Dataset excerpts:
--------------------

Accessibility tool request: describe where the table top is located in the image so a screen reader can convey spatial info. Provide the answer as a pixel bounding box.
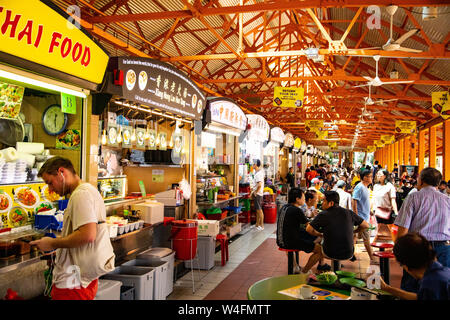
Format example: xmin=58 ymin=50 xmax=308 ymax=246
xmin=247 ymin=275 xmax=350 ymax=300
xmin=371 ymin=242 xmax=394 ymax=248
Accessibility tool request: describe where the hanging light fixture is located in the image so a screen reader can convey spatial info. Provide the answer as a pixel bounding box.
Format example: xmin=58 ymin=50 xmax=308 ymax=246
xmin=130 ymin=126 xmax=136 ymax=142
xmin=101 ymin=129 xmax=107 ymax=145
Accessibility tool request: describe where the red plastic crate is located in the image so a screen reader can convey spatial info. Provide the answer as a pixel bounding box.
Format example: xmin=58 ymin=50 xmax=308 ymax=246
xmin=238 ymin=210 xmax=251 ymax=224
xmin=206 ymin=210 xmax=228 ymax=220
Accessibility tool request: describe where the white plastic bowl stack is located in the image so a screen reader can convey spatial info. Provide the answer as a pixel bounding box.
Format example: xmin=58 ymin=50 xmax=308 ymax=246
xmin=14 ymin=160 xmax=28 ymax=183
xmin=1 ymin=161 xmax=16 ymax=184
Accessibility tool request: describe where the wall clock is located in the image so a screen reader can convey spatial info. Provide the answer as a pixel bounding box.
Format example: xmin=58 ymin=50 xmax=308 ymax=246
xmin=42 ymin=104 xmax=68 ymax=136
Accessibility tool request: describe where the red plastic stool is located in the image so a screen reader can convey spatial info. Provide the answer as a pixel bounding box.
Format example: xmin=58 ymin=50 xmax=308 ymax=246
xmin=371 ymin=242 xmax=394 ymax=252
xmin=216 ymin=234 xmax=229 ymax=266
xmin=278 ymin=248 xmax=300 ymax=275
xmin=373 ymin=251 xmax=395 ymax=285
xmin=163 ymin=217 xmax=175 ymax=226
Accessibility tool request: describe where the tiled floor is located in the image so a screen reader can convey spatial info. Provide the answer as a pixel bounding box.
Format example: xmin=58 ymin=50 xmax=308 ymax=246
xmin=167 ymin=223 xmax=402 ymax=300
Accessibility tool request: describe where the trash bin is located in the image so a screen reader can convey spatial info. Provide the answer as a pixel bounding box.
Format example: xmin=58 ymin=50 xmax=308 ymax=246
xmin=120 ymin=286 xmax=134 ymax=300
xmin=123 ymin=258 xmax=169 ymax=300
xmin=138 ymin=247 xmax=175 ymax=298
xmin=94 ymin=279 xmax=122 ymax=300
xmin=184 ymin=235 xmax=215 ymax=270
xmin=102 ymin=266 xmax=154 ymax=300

--------------------

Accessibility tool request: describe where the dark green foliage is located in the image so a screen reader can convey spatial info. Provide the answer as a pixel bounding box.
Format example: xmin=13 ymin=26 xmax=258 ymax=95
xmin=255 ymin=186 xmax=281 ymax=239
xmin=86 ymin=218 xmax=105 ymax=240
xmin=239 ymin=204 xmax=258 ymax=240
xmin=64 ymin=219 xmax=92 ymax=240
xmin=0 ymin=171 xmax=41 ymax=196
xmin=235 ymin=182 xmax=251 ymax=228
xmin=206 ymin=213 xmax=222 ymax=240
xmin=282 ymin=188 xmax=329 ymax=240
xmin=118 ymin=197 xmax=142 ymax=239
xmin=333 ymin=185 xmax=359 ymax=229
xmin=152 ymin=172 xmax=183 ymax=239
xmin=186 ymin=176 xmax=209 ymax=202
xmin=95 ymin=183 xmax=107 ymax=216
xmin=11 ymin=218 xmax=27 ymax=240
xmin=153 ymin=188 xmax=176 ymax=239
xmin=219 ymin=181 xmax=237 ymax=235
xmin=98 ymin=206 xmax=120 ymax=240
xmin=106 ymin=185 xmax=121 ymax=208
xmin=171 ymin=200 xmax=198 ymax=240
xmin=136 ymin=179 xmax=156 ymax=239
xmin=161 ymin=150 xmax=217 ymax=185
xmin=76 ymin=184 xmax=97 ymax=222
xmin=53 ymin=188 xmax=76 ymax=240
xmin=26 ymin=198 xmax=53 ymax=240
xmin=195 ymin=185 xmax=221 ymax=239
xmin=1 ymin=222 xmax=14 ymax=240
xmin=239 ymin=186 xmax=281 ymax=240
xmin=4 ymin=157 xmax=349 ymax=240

--------------------

Task directions: Could you return all lines from the data above that contain the string "describe"?

Task response:
Accessibility tool request: describe where the table top is located in the image so a screen reader can convey spatial info. Provide the answer as a pixel bounding box.
Accessibility tool request: describe where the hanging light fixture is located in the image so a screen reader can convey spatial info. Provide the answer as a pixel bounding box.
Accessibility tool request: describe where the red plastic crate is located in the image so a screen reader can convey spatial info. Provide the answer as a pixel bounding box.
Accessibility tool request: describe where the white plastic bowl stack is located in the image so a screen reader can convey spatial info. Provide the answer as a pixel bounding box.
Accessibility tool request: describe where the wall clock is located in the image so a screen reader can convey spatial info. Provide the answer as a pixel bounding box.
Accessibility tool request: describe where the red plastic stool is located in the image so a screen reader can convey spatial info. Provide the answer as a pixel bounding box.
Accessibility tool request: describe where the tiled floor is located in the image so a screen reader can convey spatial info. Provide the answer as a pixel bounding box.
Accessibility tool request: describe where the trash bin is located in the image so a screen reader can convey spatial info. Provide the answer as a pixel bounding box.
Accessibility tool request: describe where the dark green foliage is located in the image so a screen reader can convey spatial info. Provide the answer as a pixel bounding box.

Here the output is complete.